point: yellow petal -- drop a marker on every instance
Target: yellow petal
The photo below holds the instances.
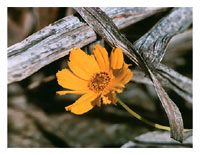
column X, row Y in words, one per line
column 81, row 64
column 68, row 80
column 116, row 58
column 125, row 75
column 101, row 56
column 83, row 104
column 64, row 92
column 109, row 98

════════════════

Could you convert the records above into a JSON list of strings, one string per line, with blank lines and the pictures left out?

Written answer:
[
  "point: yellow petal -- drop a marker on every instance",
  "Target: yellow petal",
  "The photo below holds the instances.",
  "column X, row Y in words, one per line",
  "column 81, row 64",
  "column 68, row 80",
  "column 116, row 58",
  "column 125, row 75",
  "column 101, row 56",
  "column 83, row 104",
  "column 64, row 92",
  "column 109, row 98"
]